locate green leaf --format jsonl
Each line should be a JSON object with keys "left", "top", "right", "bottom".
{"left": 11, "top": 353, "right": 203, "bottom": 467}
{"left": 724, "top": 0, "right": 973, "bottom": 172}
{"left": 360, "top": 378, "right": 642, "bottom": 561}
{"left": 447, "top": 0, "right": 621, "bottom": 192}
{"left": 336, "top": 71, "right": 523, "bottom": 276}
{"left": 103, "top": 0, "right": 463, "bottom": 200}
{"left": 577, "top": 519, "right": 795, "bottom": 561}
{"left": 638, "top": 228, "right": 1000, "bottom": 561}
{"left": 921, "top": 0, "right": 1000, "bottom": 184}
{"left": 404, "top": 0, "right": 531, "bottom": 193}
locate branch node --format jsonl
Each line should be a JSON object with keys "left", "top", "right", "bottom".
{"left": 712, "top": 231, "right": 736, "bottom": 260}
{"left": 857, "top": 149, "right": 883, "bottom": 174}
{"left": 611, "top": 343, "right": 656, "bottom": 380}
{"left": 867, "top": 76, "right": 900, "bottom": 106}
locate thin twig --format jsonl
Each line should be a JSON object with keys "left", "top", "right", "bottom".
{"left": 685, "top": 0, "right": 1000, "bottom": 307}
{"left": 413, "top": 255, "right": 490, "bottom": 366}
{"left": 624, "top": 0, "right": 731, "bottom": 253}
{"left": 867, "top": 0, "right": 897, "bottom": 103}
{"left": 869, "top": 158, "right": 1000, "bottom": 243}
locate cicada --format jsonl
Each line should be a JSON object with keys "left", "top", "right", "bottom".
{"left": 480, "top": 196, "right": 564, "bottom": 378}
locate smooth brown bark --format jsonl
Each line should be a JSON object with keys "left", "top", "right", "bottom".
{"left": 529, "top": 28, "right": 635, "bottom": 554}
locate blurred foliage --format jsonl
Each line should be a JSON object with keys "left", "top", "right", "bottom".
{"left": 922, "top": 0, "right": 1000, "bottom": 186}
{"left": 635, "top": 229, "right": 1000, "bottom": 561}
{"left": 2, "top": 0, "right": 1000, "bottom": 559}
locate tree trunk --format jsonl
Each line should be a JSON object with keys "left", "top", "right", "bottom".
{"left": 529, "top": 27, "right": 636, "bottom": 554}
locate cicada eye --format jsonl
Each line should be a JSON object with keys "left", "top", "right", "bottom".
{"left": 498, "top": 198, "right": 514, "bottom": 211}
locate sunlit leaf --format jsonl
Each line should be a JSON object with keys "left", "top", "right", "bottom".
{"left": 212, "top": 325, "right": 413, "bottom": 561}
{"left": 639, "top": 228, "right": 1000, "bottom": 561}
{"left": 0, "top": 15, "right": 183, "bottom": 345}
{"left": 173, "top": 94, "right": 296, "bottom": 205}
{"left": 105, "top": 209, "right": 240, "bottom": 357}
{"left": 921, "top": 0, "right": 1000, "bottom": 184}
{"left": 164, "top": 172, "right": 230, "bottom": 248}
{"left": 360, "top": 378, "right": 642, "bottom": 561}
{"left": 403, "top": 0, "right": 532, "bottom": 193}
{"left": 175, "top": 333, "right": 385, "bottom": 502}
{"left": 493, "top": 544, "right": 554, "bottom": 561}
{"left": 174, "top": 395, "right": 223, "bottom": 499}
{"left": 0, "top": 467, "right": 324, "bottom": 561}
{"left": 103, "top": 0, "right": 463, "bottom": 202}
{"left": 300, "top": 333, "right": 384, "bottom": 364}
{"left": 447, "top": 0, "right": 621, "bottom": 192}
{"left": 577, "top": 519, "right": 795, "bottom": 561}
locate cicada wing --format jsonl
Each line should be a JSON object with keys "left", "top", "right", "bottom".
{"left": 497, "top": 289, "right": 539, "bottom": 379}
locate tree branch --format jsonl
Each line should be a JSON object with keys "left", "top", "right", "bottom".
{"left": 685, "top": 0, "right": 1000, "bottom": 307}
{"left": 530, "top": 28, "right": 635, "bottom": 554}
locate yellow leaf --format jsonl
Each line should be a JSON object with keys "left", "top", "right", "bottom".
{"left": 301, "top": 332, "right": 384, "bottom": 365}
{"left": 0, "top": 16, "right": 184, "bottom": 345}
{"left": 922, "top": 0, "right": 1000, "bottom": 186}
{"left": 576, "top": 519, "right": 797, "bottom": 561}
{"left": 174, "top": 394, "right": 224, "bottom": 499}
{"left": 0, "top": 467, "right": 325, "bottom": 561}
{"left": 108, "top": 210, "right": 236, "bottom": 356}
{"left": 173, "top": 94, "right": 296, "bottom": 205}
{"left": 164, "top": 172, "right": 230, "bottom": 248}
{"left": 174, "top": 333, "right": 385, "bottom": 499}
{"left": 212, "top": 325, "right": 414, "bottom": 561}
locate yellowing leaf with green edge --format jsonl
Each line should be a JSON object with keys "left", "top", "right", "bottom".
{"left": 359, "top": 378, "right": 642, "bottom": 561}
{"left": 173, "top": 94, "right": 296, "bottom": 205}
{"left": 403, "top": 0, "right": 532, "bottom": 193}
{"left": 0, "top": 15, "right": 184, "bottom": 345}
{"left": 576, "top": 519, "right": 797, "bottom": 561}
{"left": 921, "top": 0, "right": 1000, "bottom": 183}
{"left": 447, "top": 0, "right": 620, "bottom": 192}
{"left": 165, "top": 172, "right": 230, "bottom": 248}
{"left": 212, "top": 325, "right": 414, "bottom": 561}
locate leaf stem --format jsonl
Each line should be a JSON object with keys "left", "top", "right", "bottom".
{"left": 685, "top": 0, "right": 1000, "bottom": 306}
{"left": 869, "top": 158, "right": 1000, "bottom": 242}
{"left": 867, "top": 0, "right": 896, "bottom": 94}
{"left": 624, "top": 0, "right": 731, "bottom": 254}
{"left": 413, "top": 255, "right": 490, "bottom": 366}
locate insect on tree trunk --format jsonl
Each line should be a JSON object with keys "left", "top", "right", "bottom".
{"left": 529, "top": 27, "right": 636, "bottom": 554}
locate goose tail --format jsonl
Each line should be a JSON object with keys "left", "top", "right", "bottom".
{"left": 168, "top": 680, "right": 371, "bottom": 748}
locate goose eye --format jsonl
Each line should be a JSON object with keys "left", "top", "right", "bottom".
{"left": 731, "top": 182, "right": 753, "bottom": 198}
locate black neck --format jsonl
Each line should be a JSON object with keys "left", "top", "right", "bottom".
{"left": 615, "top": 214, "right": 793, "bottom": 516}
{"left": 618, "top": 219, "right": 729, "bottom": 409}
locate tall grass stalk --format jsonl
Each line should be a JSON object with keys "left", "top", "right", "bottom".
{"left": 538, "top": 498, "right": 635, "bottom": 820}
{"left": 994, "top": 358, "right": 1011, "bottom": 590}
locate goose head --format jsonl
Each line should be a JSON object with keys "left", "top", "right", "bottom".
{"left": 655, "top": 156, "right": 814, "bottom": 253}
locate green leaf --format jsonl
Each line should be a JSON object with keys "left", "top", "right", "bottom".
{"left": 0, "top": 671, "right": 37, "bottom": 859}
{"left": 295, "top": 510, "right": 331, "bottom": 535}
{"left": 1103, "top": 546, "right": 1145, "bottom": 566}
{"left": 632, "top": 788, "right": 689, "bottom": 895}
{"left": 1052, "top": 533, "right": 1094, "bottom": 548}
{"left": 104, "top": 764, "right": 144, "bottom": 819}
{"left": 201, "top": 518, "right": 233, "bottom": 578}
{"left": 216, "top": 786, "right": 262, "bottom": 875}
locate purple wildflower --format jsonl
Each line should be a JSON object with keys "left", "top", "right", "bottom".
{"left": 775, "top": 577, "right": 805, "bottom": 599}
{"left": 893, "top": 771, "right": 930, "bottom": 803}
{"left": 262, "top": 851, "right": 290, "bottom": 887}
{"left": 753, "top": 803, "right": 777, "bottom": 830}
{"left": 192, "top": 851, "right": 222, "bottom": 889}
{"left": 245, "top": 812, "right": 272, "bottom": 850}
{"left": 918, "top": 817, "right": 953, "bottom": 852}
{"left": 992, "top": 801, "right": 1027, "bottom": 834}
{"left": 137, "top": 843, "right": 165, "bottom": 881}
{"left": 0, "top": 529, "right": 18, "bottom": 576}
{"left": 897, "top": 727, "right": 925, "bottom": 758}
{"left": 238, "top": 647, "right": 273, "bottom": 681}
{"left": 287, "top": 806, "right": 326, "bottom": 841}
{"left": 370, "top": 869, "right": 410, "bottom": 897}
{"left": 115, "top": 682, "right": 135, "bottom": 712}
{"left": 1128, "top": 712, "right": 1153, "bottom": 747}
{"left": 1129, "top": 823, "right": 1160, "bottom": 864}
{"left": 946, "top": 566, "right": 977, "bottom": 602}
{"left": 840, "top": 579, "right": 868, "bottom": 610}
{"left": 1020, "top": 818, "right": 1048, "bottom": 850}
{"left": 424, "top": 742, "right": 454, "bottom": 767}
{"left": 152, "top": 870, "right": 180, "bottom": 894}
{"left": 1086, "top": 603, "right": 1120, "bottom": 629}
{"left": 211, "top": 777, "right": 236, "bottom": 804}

• **TASK DESCRIPTION**
For the string "cicada", give the number of lines in the entries that contain it, with no other words.

• **WRITTEN SOLUTION**
3